*** Opening of Exercise text ***
Around 1,000 luxury saplings including koki (Hopea odorata), popel (Shorea talura), kranhoung (Dalbergia cochinchinensis) and thnong (Pterocarpus macrocarpus) were recently planted in the Sorng Rukhavorn Forest Community Protected Area to mark the 23rd anniversary of its establishment.
The event took place in Koun Kriel commune of Oddar Meanchey province’s Samrong town, according to Venerable Tho Thou Ros, the head of the community.
The celebration saw the participation of approximately 300 people, including provincial authorities, Sorng Rukhavorn Forest committees from five villages and five communes, students and Buddhists from near and far.
This initiative aimed to replace seedlings planted last year that did not survive the early dry season of 2023. The planting took place on a 5ha site.
The saplings for this planting were sourced by the Cambodian Youth Network and Equitable Cambodia, according to Tho Thou Ros.
He explained that due to the extensive land area of the Sorng Rukhavorn Forest Community, their ambition is to cover all fields with trees. However, this plan requires time, and planting will be carried out progressively from year to year.
Thou Ros described the forest in Sorng Rukhavorn as encompassing brushwood, dense forest, semi-shade forest, and green brushwood forest, with numerous fields within it. While it is not degraded land, this is the natural composition of the forest.
He expressed his project's goal of planting trees throughout the entire forest, mentioning 1,000 trees were planted this year, following the previous year's planting of 6,000 trees.
Regarding the protection of the Sorng Rukhavorn forest, Thou Ros said that no one cuts or transports construction wood from the area. However, there had been instances of illegal logging of luxury woods during the Covid-19 period. Fortunately, since February, no illegal logging has been reported. However, wildlife crime remains a concern, with the community patrol team having removed 849 snares in 2022.
*** Close of Exercise text ***
*** Opening of Records supplied ***
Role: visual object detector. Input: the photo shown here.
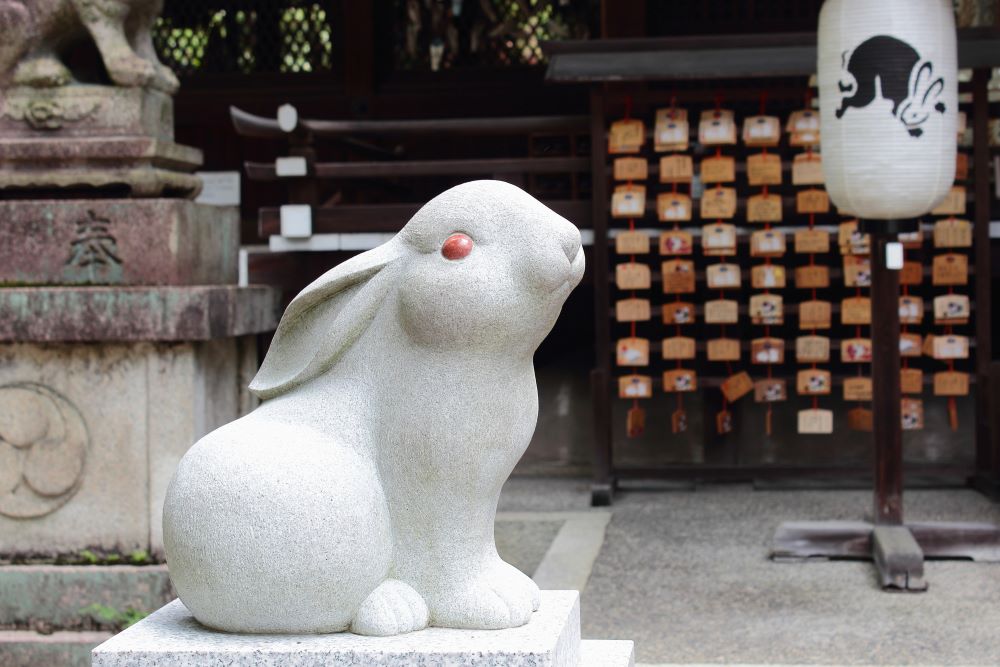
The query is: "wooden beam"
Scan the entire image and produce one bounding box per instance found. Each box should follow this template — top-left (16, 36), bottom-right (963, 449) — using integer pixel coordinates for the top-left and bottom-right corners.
top-left (972, 69), bottom-right (1000, 485)
top-left (258, 199), bottom-right (590, 238)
*** Close of Records supplied ***
[Problems to work on]
1) In the article on the Sorng Rukhavorn tree planting, how many snares did the community patrol team remove in 2022?
2) Carry on the article about the Sorng Rukhavorn tree planting, beginning after its final sentence.

[Task results]
1) 849

2)
During the Sorng Rukhavorn Forest anniversary, the Sorng Rukhavorn committee has raised nearly 20 million riels ($5,000). These funds are allocated to support vital patrol activities, including the purchase of food, hammocks, mosquito nets, and sturdy shoes for the rainy season. Nevertheless, the community still lacks resources, particularly for physical infrastructure such as eco-tourism sites, camps, and headquarters, which have not been developed yet. The head of the community appealed to the authorities, residents of Oddar Meanchey province, and the youth to join efforts in preserving the forest and its rare animals.
Phuong Lina, director of the provincial environment department, acknowledged that while wildlife hunting remains a problem, regular patrols have significantly reduced wildlife crime, although exact figures have not yet been compiled. Recently, park rangers in Oddar Meanchey province encountered a trapped baby gaur, but it was successfully rescued and released.
"We have observed a significant decrease in crime due to our regular patrol mechanism, joint patrols, and provincial-level activities. Although we have not yet tallied the number of offences, we can see a substantial decrease compared to the same period last year," Lina said.